(Pointing dataset excerpts)
******************************
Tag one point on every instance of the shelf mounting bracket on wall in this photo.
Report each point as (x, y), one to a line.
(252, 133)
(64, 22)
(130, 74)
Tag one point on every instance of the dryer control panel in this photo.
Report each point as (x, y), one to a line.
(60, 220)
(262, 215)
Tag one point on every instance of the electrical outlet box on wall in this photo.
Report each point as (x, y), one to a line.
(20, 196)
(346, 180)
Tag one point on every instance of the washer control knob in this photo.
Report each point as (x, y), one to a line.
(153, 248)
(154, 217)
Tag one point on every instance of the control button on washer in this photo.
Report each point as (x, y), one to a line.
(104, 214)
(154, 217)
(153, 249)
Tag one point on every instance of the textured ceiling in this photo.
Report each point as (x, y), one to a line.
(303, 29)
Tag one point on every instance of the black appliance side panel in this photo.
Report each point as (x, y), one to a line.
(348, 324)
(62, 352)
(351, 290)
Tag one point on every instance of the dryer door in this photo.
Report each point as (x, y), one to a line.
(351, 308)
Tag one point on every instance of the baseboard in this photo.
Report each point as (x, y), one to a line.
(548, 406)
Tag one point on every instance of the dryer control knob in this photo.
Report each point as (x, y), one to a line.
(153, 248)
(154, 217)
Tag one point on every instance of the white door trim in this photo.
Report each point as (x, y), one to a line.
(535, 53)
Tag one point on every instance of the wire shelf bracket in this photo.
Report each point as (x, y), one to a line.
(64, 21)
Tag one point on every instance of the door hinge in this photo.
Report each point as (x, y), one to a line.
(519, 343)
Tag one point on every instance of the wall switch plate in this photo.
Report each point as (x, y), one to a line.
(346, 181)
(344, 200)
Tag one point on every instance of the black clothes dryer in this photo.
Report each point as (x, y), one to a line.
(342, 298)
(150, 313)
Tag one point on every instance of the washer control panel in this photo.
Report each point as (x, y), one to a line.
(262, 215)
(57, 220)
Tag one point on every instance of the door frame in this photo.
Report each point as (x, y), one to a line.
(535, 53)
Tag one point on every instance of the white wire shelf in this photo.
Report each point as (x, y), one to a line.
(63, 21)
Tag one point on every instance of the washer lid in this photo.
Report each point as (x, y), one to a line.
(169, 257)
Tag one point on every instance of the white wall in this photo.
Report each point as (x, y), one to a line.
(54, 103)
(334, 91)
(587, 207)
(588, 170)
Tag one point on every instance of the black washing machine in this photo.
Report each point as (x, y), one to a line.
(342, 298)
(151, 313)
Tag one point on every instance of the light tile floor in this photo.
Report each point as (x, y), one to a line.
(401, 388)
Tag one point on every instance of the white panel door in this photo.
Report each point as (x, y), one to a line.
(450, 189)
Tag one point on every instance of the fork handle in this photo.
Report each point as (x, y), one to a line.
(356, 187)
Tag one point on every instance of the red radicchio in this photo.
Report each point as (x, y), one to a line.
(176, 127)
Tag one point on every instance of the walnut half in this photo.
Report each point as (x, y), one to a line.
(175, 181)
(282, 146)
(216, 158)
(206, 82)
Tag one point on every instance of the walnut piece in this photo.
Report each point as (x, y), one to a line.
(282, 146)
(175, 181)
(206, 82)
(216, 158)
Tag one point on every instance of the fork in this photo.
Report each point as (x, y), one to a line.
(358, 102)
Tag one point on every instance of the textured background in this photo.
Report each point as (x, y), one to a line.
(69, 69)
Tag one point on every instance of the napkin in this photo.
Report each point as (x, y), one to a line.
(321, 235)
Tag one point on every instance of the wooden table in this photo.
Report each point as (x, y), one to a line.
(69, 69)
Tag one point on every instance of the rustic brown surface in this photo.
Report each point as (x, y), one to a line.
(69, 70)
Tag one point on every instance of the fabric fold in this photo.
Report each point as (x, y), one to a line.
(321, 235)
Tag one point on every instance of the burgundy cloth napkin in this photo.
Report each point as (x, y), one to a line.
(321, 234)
******************************
* **Your objective**
Exactly as written above, please repeat the entries.

* **Task output**
Tag one point on every instance of the shelf mounting bracket on wall in this photo.
Report each point as (x, y), one to a line.
(252, 133)
(64, 22)
(130, 74)
Tag one point on every instance of the dryer control panel in this photo.
Report each point as (x, y), one to a line.
(60, 220)
(262, 215)
Tag one point on every instance of the electrical outlet box on wall in this photo.
Report each point as (x, y), one to a line.
(20, 196)
(346, 180)
Tag one point on every instance of the washer control knob in this photo.
Report each point as (x, y), one to a line.
(153, 248)
(154, 217)
Tag one point on every instance of the control button on washer in this photo.
Report each point as (x, y), one to a line.
(104, 214)
(154, 217)
(153, 249)
Tag one point on every instance of the textured ceiling in this photo.
Report each point as (x, y), one to a line.
(303, 29)
Tag one point on every instance of the black appliance side panel in this photo.
Report each point as (x, y), one to a line.
(348, 324)
(62, 352)
(351, 290)
Tag one point on every instance of the dryer door in this photo.
Report each point as (x, y), one to a line.
(351, 308)
Tag one point on every instance of the baseboard in this photo.
Report each point as (x, y), one to a line.
(548, 406)
Tag one point on every instance of the dryer control knob in this photo.
Report each point as (x, y), one to a line.
(153, 248)
(154, 217)
Tag one point on every instance of the white door trim in this photo.
Report each point as (x, y), one to a line.
(535, 53)
Tag one point on every instance of the wire shelf bracket in this photo.
Report each point as (x, y), one to a line.
(64, 21)
Tag one point on every instance of the door hinge in this photo.
Report each point as (x, y), one to a line.
(519, 343)
Tag one point on every instance of the wall switch plate in this photo.
Report each point as (x, y), one to a line.
(346, 181)
(344, 200)
Tag one point on every instance of the black clothes dryer in this photo.
Report each point as (x, y), one to a line.
(342, 298)
(150, 313)
Tag one point on every instance of the washer control panel in this photo.
Report each point as (x, y), one to a line.
(262, 215)
(57, 220)
Tag one point on every instance of the door frame in this photo.
Report each point as (x, y), one to a line.
(535, 53)
Tag one point on every instance of the white wire shelf in this photo.
Report each point as (x, y), one to a line.
(63, 21)
Tag one point on every instance of the washer lid in this photo.
Report each point as (x, y), one to a line.
(169, 257)
Tag one point on every instance of the white wall in this photo.
Report each point as (x, y), one to a line.
(54, 103)
(334, 91)
(587, 207)
(588, 170)
Tag one point on every instance of the black washing machine in this photo.
Report each point as (x, y), one to a line.
(342, 298)
(151, 313)
Tag one point on every instance of the light tile floor in this photo.
Report each point as (x, y), one to a line.
(401, 388)
Tag one point on every instance of the white panel door in this photo.
Report each point as (x, y), one to a line.
(450, 189)
Tag one point on every instance of the fork handle in this photo.
Report each point as (x, y), one to a line.
(356, 187)
Tag one point on every instance of the red radicchio in this photo.
Report each point as (x, y), one to a line.
(176, 127)
Tag one point on every instance of the walnut half in this photo.
Report each point as (x, y), one to a line.
(175, 181)
(282, 146)
(216, 158)
(206, 82)
Tag one point on every instance of the walnut piece in this photo.
Report each point as (x, y), one to a line.
(282, 146)
(175, 181)
(206, 82)
(216, 158)
Tag one point on every instance of the fork in this photo.
Report each point as (x, y), one to a line.
(358, 102)
Tag one point on every instance of the textured background in this photo.
Report each point as (x, y), one to a line.
(69, 69)
Tag one point on every instance of the napkin in this photo.
Report each point as (x, y), one to a line.
(321, 235)
Tag one point on every instance of the wooden table in this photo.
Report each point as (x, y), one to a line.
(69, 69)
Tag one point on every instance of the rustic brown surface in this photo.
Report each point as (x, y), one to a line.
(69, 70)
Tag one point on every instance of the fabric fold in this photo.
Report each point as (x, y), one to a line.
(321, 235)
Tag one point on every instance of the burgundy cloth napkin in this photo.
Report each point as (x, y), one to a line.
(321, 234)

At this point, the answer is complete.